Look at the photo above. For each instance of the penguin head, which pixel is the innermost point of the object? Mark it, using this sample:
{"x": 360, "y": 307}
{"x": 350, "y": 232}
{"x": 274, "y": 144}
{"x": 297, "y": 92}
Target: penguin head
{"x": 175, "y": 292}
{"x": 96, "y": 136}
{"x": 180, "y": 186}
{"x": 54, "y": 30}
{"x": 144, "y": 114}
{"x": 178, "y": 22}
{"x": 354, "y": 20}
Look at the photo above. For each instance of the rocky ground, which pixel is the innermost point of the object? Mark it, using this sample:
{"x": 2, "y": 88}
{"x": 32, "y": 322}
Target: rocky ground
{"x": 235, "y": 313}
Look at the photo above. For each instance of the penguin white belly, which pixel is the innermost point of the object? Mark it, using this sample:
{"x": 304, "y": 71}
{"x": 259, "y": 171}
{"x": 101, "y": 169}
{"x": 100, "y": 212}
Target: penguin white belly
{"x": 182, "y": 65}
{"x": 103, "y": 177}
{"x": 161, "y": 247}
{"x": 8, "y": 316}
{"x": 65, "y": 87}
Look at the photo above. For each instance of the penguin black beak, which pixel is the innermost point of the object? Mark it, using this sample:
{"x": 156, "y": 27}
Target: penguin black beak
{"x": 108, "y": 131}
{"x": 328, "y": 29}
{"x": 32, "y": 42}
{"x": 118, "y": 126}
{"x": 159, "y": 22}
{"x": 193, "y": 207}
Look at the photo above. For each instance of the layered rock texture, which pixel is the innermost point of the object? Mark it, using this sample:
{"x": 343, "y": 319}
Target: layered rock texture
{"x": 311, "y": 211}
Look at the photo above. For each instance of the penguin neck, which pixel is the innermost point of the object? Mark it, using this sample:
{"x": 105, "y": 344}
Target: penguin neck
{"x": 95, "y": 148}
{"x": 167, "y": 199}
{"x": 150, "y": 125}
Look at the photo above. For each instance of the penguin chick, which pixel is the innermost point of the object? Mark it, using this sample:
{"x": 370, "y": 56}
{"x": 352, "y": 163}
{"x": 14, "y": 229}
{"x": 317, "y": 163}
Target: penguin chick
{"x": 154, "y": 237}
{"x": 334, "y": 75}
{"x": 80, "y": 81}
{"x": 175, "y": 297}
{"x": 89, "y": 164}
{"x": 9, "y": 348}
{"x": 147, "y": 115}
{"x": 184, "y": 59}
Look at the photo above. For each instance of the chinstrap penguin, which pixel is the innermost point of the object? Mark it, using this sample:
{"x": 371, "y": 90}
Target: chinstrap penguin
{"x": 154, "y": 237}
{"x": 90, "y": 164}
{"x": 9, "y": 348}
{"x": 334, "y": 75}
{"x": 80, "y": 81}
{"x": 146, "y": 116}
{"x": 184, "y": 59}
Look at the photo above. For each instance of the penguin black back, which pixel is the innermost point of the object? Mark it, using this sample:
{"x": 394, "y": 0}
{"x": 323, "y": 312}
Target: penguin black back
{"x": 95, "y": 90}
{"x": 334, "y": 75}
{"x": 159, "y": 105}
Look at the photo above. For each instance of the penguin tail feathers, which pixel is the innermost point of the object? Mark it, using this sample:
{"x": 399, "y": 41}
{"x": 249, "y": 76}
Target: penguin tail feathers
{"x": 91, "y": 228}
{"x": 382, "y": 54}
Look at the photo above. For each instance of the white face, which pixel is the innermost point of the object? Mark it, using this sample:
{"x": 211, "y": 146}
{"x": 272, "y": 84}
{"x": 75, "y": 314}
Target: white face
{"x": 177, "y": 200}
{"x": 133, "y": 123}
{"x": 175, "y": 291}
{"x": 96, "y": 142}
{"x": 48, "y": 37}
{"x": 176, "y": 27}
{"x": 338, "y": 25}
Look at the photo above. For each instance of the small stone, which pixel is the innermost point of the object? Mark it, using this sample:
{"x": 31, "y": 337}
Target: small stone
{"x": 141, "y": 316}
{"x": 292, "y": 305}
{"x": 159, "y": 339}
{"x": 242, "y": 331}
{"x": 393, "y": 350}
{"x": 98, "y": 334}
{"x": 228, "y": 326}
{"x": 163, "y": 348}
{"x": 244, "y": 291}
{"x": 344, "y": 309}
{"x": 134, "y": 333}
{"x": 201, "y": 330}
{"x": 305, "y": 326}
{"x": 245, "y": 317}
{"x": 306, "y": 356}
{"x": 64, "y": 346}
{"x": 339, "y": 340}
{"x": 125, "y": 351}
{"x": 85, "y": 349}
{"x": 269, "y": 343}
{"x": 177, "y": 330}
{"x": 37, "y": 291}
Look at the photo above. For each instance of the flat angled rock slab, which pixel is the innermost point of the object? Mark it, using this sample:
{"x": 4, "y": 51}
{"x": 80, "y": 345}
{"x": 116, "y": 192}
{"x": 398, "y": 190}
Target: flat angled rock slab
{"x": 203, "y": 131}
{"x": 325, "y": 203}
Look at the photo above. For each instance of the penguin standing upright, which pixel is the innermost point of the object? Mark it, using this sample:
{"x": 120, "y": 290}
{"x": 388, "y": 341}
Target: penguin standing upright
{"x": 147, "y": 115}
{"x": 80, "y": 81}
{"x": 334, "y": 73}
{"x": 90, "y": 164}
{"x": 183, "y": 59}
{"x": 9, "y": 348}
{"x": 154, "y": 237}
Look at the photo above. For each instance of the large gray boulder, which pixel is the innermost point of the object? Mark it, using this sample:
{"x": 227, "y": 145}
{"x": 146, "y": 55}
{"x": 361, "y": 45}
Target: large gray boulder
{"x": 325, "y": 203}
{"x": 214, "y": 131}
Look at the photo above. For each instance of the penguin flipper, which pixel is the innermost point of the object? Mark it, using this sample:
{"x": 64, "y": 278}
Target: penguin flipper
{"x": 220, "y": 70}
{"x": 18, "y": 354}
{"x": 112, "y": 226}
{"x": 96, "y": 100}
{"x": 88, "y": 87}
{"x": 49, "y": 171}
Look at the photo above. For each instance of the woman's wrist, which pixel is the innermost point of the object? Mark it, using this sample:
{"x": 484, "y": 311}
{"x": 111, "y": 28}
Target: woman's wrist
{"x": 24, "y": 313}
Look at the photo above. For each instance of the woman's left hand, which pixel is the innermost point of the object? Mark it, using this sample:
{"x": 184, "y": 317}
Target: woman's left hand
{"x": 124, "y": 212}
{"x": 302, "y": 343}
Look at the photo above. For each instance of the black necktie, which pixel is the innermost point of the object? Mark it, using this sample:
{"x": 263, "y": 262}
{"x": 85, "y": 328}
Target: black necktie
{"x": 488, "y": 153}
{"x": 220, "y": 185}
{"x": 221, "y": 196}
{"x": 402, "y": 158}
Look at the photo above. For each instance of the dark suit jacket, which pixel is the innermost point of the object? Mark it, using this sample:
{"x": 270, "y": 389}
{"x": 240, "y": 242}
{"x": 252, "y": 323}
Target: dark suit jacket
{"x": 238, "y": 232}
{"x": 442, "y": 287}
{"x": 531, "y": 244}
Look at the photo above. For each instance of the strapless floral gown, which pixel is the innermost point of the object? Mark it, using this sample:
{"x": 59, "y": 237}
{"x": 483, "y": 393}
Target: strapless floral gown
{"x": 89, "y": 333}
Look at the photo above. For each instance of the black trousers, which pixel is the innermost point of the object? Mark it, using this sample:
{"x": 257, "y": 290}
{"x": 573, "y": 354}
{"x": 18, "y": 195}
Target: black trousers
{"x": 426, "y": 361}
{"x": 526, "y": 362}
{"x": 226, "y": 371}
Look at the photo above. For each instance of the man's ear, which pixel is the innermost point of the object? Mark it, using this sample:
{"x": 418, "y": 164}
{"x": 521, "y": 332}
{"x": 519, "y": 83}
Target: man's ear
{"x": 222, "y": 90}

^^^^^^^^^^^^^^^^

DIRECTIVE: Print the listing above in full, exactly as it is.

ANSWER:
Look at the photo above. For each instance of the penguin head, which pixel is the innermost point of the object? Mark it, using this sample:
{"x": 360, "y": 307}
{"x": 350, "y": 232}
{"x": 274, "y": 144}
{"x": 297, "y": 92}
Target: penguin head
{"x": 175, "y": 292}
{"x": 96, "y": 136}
{"x": 180, "y": 186}
{"x": 54, "y": 30}
{"x": 144, "y": 114}
{"x": 178, "y": 22}
{"x": 354, "y": 20}
Look at the photo above. For each instance of the rocky ground, which pixel is the innermost point of the object? Mark it, using this sample:
{"x": 2, "y": 88}
{"x": 32, "y": 322}
Target: rocky ground
{"x": 235, "y": 313}
Look at the photo above. For each instance of the penguin white belly, which pixel is the innermost point of the object? Mark it, using this sample:
{"x": 304, "y": 71}
{"x": 259, "y": 171}
{"x": 101, "y": 169}
{"x": 100, "y": 212}
Target: penguin white belly
{"x": 182, "y": 65}
{"x": 103, "y": 177}
{"x": 161, "y": 247}
{"x": 8, "y": 316}
{"x": 65, "y": 87}
Look at the photo above. For each instance of the penguin black beak, which pixel is the innermost point of the object? Mark it, using this sample:
{"x": 156, "y": 27}
Target: penguin black beak
{"x": 108, "y": 131}
{"x": 328, "y": 29}
{"x": 32, "y": 42}
{"x": 118, "y": 126}
{"x": 159, "y": 22}
{"x": 193, "y": 207}
Look at the photo above. For each instance of the layered rock texture, which pixel is the innermost point of the object? Mark it, using this sample:
{"x": 343, "y": 319}
Target: layered rock texture
{"x": 311, "y": 211}
Look at the photo above. For each instance of the penguin neck, which pixel is the innermost point of the object? Mark it, using this sample:
{"x": 105, "y": 344}
Target: penguin neck
{"x": 95, "y": 148}
{"x": 167, "y": 199}
{"x": 150, "y": 125}
Look at the photo above. For each instance of the penguin chick, which pixel is the innermost point of the object? Mark it, using this sample:
{"x": 370, "y": 56}
{"x": 352, "y": 163}
{"x": 14, "y": 229}
{"x": 317, "y": 163}
Target: penguin chick
{"x": 154, "y": 237}
{"x": 334, "y": 75}
{"x": 80, "y": 81}
{"x": 175, "y": 297}
{"x": 89, "y": 164}
{"x": 9, "y": 348}
{"x": 147, "y": 115}
{"x": 184, "y": 59}
Look at the photo above. For each instance of the chinstrap penguin, which pixel is the innermost point of the object? Mark it, using this sample:
{"x": 371, "y": 90}
Target: chinstrap penguin
{"x": 154, "y": 237}
{"x": 90, "y": 164}
{"x": 9, "y": 348}
{"x": 334, "y": 75}
{"x": 80, "y": 81}
{"x": 146, "y": 116}
{"x": 184, "y": 59}
Look at the photo above. For each instance of the penguin black back, which pixel is the innermost point of the object? Mark it, using this sample:
{"x": 394, "y": 0}
{"x": 323, "y": 312}
Target: penguin black back
{"x": 95, "y": 90}
{"x": 334, "y": 75}
{"x": 159, "y": 105}
Look at the photo above. For each instance of the penguin tail feathers, which pixel is the innermost point of the object? Mark it, using this sample:
{"x": 399, "y": 41}
{"x": 249, "y": 76}
Target: penguin tail feathers
{"x": 91, "y": 228}
{"x": 382, "y": 54}
Look at the photo above. For each instance of the white face, which pixel is the innermost point of the object? Mark it, using this sample:
{"x": 211, "y": 146}
{"x": 272, "y": 84}
{"x": 75, "y": 314}
Target: white face
{"x": 177, "y": 200}
{"x": 133, "y": 123}
{"x": 175, "y": 291}
{"x": 96, "y": 142}
{"x": 48, "y": 37}
{"x": 176, "y": 27}
{"x": 338, "y": 25}
Look at the photo above. For each instance of the small stone, which pixel is the innermost point of the object? Mark it, using this sample:
{"x": 31, "y": 337}
Target: small stone
{"x": 141, "y": 316}
{"x": 292, "y": 305}
{"x": 159, "y": 339}
{"x": 242, "y": 331}
{"x": 393, "y": 350}
{"x": 98, "y": 334}
{"x": 228, "y": 326}
{"x": 163, "y": 348}
{"x": 244, "y": 291}
{"x": 344, "y": 309}
{"x": 134, "y": 333}
{"x": 201, "y": 330}
{"x": 305, "y": 326}
{"x": 245, "y": 317}
{"x": 306, "y": 356}
{"x": 64, "y": 346}
{"x": 339, "y": 340}
{"x": 125, "y": 351}
{"x": 85, "y": 349}
{"x": 269, "y": 343}
{"x": 177, "y": 330}
{"x": 37, "y": 291}
Look at the photo above. For each instance of the flat angled rock slab, which pixel is the innermost point of the object? Mark it, using this sample:
{"x": 4, "y": 51}
{"x": 80, "y": 345}
{"x": 116, "y": 192}
{"x": 398, "y": 190}
Target: flat angled rock slab
{"x": 203, "y": 131}
{"x": 325, "y": 203}
Look at the photo above. For each instance of the penguin standing upright, which pixel is the innermost point of the object? Mark it, using this sample:
{"x": 120, "y": 290}
{"x": 388, "y": 341}
Target: penguin standing upright
{"x": 147, "y": 115}
{"x": 80, "y": 81}
{"x": 334, "y": 73}
{"x": 90, "y": 164}
{"x": 183, "y": 59}
{"x": 9, "y": 348}
{"x": 154, "y": 237}
Look at the photo above. For each instance of the large gray boulder, which pixel is the innermost point of the object? Mark it, using this sample:
{"x": 227, "y": 145}
{"x": 146, "y": 55}
{"x": 361, "y": 45}
Target: large gray boulder
{"x": 325, "y": 203}
{"x": 214, "y": 131}
Look at the photo above. For each instance of the penguin flipper, which pixel is the innermost point of the object? Mark it, using this sample:
{"x": 64, "y": 278}
Target: penguin flipper
{"x": 220, "y": 70}
{"x": 18, "y": 354}
{"x": 112, "y": 226}
{"x": 96, "y": 100}
{"x": 88, "y": 87}
{"x": 49, "y": 171}
Look at the photo above. For each instance of the woman's wrist, which pixel is the innermost point of the object? Mark it, using this sample:
{"x": 484, "y": 311}
{"x": 111, "y": 28}
Target: woman's wrist
{"x": 24, "y": 313}
Look at the photo above. For each instance of the woman's left hand, which pixel is the innermost point of the object? Mark it, using this sample:
{"x": 184, "y": 317}
Target: woman's left hand
{"x": 124, "y": 212}
{"x": 302, "y": 343}
Look at the photo above. For each instance of the black necktie, which pixel is the innermost point of the object? Mark it, using this sample:
{"x": 263, "y": 262}
{"x": 85, "y": 328}
Target: black necktie
{"x": 488, "y": 153}
{"x": 220, "y": 185}
{"x": 221, "y": 196}
{"x": 402, "y": 158}
Look at the photo above. For each instance of the dark suit jacket, which pixel is the innermost point of the object? Mark it, using this sample:
{"x": 270, "y": 389}
{"x": 240, "y": 242}
{"x": 252, "y": 323}
Target: dark suit jacket
{"x": 238, "y": 232}
{"x": 442, "y": 287}
{"x": 531, "y": 244}
Look at the photo above. For each instance of the strapless floral gown, which pixel is the innermost point of the object? Mark it, using this sample:
{"x": 59, "y": 237}
{"x": 483, "y": 393}
Target: strapless floral gown
{"x": 89, "y": 333}
Look at the photo above. For each instance of the black trousers, which pixel is the innermost point of the object? Mark it, using this sample:
{"x": 257, "y": 290}
{"x": 573, "y": 354}
{"x": 18, "y": 195}
Target: black trousers
{"x": 426, "y": 361}
{"x": 526, "y": 362}
{"x": 226, "y": 371}
Look at the photo above. For each instance of the man's ear, which pixel is the innermost point of the object? Mark it, using this sample:
{"x": 418, "y": 164}
{"x": 521, "y": 332}
{"x": 519, "y": 83}
Target: man's ear
{"x": 222, "y": 90}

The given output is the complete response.